*** Document excerpt ***

Date of Award

August 2014

Degree Type

Thesis

Degree Name

Master of Science

Department

Engineering

First Advisor

David C. Yu

Keywords

Air-Gap Partial Discharge, Cavity Size, Clustering Analysis, Random Forests, Statistical Parameter Extraction

Abstract

Oil-paper insulation system is commonly used for power transformer internal insulation. Partial discharge (PD) is one of the main reasons for aging and disruption of the insulation system. Air-gap PD occurs in gas-filled cavity in transformer oil-paper insulation and is an extremely common and serious defect type. For air-gap PD analysis, most experiments were conducted through the standard air-gap discharge model recommended by CIGRE. Some work has been done to diagnose air-gap PD severity. However, the effect of cavity size on PD activity has not been emphasized yet. My thesis systematically discusses the effect of cavity size on air-gap PD activity through experiments. And pattern recognition classifier is a critical part in PD diagnosis. Artificial neural network and support vector machine are commonly used nowadays and show some good results in site application. To enhance PD diagnosis accuracy is still a main task. In this work, Random Forests is first time introduced in PD diagnosis.

Experiments show that large cavity PD possesses lower inception field, higher charge magnitude, higher inception phase. PD happening in large cavity is more harmful than that happening in small cavity. Besides, during Air-gap PD development process, charge magnitude variation of large and small cavity model both presents concave curve shape with respect to time and discharge phase slowly expends. For small cavity model, when air-gap PD comes to the last stage, positive PD even can expand to the negative half cycle and vice versa. And through clustering, the PD development stage for large and small cavity model are both divided into three stages, initial discharge stage, weak discharge stage and pre-breakdown stage. For air-gap PD development stage identification, total accuracy of random forests classifier is 93.15%, showing a better performance than RBF neural network.

*** Record excerpts ***

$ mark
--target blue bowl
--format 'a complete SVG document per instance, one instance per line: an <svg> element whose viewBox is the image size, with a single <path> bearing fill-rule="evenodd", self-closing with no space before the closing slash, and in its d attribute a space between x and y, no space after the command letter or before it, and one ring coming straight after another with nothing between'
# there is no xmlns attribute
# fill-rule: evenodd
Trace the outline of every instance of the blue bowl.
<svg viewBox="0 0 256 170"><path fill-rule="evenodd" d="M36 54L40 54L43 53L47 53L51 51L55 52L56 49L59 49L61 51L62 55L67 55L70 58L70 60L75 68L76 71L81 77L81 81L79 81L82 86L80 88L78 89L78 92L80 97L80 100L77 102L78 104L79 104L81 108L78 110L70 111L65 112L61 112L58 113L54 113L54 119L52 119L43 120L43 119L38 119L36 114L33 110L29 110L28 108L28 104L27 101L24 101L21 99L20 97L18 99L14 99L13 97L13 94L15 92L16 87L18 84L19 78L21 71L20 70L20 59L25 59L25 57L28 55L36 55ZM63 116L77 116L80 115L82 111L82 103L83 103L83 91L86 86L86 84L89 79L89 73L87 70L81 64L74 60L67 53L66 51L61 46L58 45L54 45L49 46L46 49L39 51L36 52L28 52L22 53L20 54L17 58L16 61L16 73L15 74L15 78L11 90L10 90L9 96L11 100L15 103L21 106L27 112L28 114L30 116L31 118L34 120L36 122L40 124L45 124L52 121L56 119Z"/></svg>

***

List of tasks
a: Could you extract the passage of the thesis record that begins at the words "Experiments show that" and ends after "RBF neural network.", copying it word for word?
b: Which keywords does the thesis record list?

Task results
a:
Experiments show that large cavity PD possesses lower inception field, higher charge magnitude, higher inception phase. PD happening in large cavity is more harmful than that happening in small cavity. Besides, during Air-gap PD development process, charge magnitude variation of large and small cavity model both presents concave curve shape with respect to time and discharge phase slowly expends. For small cavity model, when air-gap PD comes to the last stage, positive PD even can expand to the negative half cycle and vice versa. And through clustering, the PD development stage for large and small cavity model are both divided into three stages, initial discharge stage, weak discharge stage and pre-breakdown stage. For air-gap PD development stage identification, total accuracy of random forests classifier is 93.15%, showing a better performance than RBF neural network.

b:
Air-Gap Partial Discharge
Cavity Size
Clustering Analysis
Random Forests
Statistical Parameter Extraction